BRIEF
Are you able to quote each entry exactly as written?
(DATASET ENTRIES Opens)
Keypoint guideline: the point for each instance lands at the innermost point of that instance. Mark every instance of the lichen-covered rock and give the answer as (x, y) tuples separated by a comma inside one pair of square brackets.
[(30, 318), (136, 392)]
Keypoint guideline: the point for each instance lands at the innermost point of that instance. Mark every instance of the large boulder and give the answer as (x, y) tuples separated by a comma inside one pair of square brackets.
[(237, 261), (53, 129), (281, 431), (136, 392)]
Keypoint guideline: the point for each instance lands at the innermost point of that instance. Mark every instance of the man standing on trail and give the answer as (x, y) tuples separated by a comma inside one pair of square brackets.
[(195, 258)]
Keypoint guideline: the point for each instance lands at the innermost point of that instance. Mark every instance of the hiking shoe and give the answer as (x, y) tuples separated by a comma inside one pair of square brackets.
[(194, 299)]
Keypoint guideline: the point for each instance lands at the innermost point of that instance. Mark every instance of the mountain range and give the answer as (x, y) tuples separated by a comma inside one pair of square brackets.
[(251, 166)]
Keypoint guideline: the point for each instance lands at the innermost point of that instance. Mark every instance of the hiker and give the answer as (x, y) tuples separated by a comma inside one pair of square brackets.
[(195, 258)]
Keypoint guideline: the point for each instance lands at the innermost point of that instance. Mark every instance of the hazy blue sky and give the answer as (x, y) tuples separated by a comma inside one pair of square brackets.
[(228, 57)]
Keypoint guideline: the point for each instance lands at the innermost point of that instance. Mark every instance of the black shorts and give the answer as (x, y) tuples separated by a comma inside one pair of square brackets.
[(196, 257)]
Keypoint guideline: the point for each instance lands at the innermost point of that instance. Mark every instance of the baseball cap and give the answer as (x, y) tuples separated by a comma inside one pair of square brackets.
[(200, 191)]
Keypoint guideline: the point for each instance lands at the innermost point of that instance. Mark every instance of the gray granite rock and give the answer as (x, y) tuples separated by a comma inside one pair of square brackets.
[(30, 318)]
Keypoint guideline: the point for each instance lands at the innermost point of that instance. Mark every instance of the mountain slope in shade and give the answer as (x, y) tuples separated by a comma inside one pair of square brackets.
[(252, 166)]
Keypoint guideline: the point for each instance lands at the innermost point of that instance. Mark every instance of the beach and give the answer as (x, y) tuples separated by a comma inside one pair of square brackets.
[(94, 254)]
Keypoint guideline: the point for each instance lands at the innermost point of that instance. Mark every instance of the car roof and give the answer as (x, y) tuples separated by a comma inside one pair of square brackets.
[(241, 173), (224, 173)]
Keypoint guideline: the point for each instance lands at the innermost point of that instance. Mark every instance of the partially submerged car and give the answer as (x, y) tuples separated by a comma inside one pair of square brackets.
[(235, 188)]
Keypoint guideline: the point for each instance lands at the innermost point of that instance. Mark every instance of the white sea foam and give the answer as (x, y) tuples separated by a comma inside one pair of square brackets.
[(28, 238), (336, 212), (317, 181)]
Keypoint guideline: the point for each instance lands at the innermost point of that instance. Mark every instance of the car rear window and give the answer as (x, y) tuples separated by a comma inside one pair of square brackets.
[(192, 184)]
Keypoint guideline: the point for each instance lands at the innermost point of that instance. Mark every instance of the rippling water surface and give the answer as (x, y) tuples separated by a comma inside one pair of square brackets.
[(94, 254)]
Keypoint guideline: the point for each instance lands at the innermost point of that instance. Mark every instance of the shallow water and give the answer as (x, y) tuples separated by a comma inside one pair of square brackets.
(DATASET ENTRIES Closes)
TASK SOLUTION
Keypoint guideline: the point for each instance lands at the innermost point of that instance. Mark every instance of the lichen-covered rock and give the answer as (x, y) tuples separated by a comma inside one pair of square brackets.
[(30, 318), (136, 392)]
Keypoint guideline: the point for each instance lands at the innermost point of that instance. Mark every instance of the large boulder and give the answer as (x, y) tuples separated by a comma inside one pair of square brackets.
[(237, 261), (53, 129), (281, 431), (136, 392)]
Keypoint guideline: the point for each instance lands at the innermost point of that instance. Mark every instance of the man standing on trail and give the answer as (x, y) tuples separated by a comma inside one pair of square brackets.
[(195, 258)]
Keypoint guideline: the point for each instance lands at the innermost point of that instance. Mark every instance of the hiking shoe and give the answer as (x, y) tuples separated by a comma inside one pair of square brackets.
[(194, 299)]
Keypoint guideline: the point for each instance lands at the innermost point of that instance. Mark every instance of the mountain range and give the answer as (x, y) tuples separated by a comma inside one pair of square brackets.
[(251, 166)]
Keypoint guideline: the point for each instance lands at the innermost point of that instance. Mark every instance of the hiker and give the answer as (x, y) tuples separated by a comma inside one pair of square brackets.
[(195, 258)]
Keypoint guideline: the point for each instance lands at the innermost point of that instance. Mark every instance of the hazy blue sky and give the answer as (x, y) tuples separated by a comma inside one pair of square brackets.
[(228, 57)]
Keypoint guideline: the point for each instance lands at the innermost point of that instance. Mark every instance of the black shorts and give the answer as (x, y) tuples separated by a comma inside one pair of square brackets.
[(196, 257)]
Keypoint guideline: the point for each instance lands at the innermost point of that instance. Mark every instance of the baseball cap and give the answer as (x, y) tuples separated by a comma inside one pair of square brackets.
[(200, 191)]
Keypoint guideline: the point for each instance lands at the innermost point of that instance. Mark every instance of the gray granite rock and give the answer as (x, y) tuples separated by a comma inside one pair of square brackets.
[(30, 318)]
Keypoint guideline: the point for each instance lands at the innermost point of that instance. Mark every instance of the mountain slope in shade and give the answer as (x, y) tuples separated by a comma inside one pair of square brackets.
[(252, 166)]
Keypoint guideline: the point for each instance lands at the innermost point of that instance. Mark every instance of the beach and give the answer as (x, y) tuples separated by a comma inside one pair of square brackets.
[(94, 254)]
Keypoint guideline: the point for each instance lands at the innermost point of that instance. Mark every instance of the car roof and give the answer as (x, y) tuples separated by a comma inside one pair of square brackets.
[(241, 173), (224, 173)]
Keypoint guideline: the point for each instance lands at the innermost point of that instance. Mark every instance of the partially submerged car and give the answer as (x, y) tuples separated by a comma inside one pair of square brackets.
[(235, 188)]
Keypoint guideline: the point for each instance lands at the innermost point of that instance. Mark every instance of the white sea foam and give the answer as (x, y) tuples separated by a comma inside one pair of square brackets.
[(28, 238), (336, 212), (317, 181)]
Keypoint guideline: the point for each instance lands at the innermost point of that instance. Mark every instance of the car rear window and give the answer as (x, y) tuples separated by a comma inside one pair of square brackets.
[(192, 184)]
Keypoint guideline: the point for each instance lands at the innermost point of that instance. Mark every instance of the rippling water surface and give the answer as (x, y) tuples separated by a comma inside one pair of square brackets.
[(94, 254)]
Keypoint guideline: the point for each instance lands at the innermost point of that instance. Mark every instance of the shallow water and give the answer as (x, y) tuples separated by a comma inside one pair of square brackets.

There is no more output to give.